• **Given problem 1**
In the article about the Optus femtocell, what download speed did the handset reach once the femtocell was switched on?

• **Article**

--

My Optus Femtocell Gives Me More Bars But Less Quality

My Optus Femtocell Gives Me More Bars But Less Quality

I’ve been testing Optus’ femtocell technology since the official launch last week, and the results have been odd and a little disappointing. The femtocell does succeed in giving me more bars on my phone, but despite that apparently improved reception, the quality of voice calls actually degrades fairly dramatically when I use it.

I have Optus as the main carrier on my BlackBerry, so I’ve long been aware that the reception quality at my home is, to put it charitably, poor. There’s usually only one bar for reception (perhaps two if I’m lucky), and the connection itself is invariably GPRS rather than 3G. If I want to make calls, I use the landline or Skype, and when I want to do data-oriented stuff, I hook up via Wi-Fi to my home broadband (which is from Internode, but ultimately is a Telstra service).

As such, I’m a pretty good femtocell test candidate. The femtocell lets you use your home Internet connection for receiving and making calls rather than a perhaps-iffy mobile signal, but still maintains your number (so people can ring and text you, which isn’t possible if you simply hook your phone onto your home Wi-Fi). Because I’m combining a prepay phone service with a non-Optus ADSL connection, I can’t take advantage of the Optus offer of unlimited Australian calls via a femtocell connection in return for $5 a month. However, I can see if it makes my reception and call quality better.

Getting started

Setting up is easy, and despite the manual ominously warning that initial authorisation of your device after registering it online can take up to 90 minutes, everything is functional within 20 minutes or so. Adding extra numbers to the web interface is also no drama.

When you make a call that is routed via the femtocell rather than the existing 3G network, you hear a distinctive “three beeps” tone. That’s particularly important if you’re assuming that you’ll be getting free calls under the unlimited offer. It’s also worth listening out for, because I did find that on one or two occasions the femtocell went out of service temporarily and I was back on the standard 3G network.

Needing to make sure you know it’s operational might help explain why the femtocell itself has such annoyingly bright lighting — much more dominant than either my existing router or my phone handset. The photo below gives you an idea of just how much brighter it is. The small green lights near the top are the router; the ones in the middle are my handset; the UFO-style effect at the bottom is the femtocell.

Performance problems

I found the lighting annoying, but I would absolutely put up with it if the femtocell had improved my phone experience. The simple truth was that it didn’t. My phone displayed more bars, and when I ran speed tests the results were massively better than if I just used a 3G connection. (In one typical example, download speeds via just my handset were 44Kbps, which rose to 3600Kbps once the femtocell was switched on.)

The problem was that these extra speeds didn’t translate to a better call quality. On the contrary, calls sounded much worse when I made them through the femtocell. There were frequent dropouts when I was listening, and people I called complained that I sounded really distant. When that happened the second time, I switched off the femtocell and called back. I only had one bar on my phone, but the call quality was notably improved.

This seemed to me an odd result, so I did a bunch more testing. I used different handsets, tried at different times of day, and made sure nothing else was using the connection. (My line speed was well above the minimum Optus recommends.) No matter what I did, the calls sounded worse when the femtocell was switched on. So (and this won’t shock anyone) I switched it off.

--

• **Provided records**
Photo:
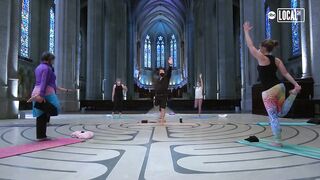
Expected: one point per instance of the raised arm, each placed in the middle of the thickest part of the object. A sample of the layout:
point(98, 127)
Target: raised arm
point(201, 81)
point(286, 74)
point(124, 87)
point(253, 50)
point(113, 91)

--

• **Given problem 2**
Convert the row above into a JSON list of strings with one string per line, dropping blank lines. Leave the picture out.

• **Written response 1**
3600Kbps

• **Written response 2**
[
  "Photo:",
  "Expected: one point per instance of the raised arm, each placed in the middle of the thickest part of the object. A sample of the layout:",
  "point(98, 127)",
  "Target: raised arm",
  "point(201, 81)",
  "point(286, 74)",
  "point(124, 87)",
  "point(253, 50)",
  "point(113, 91)"
]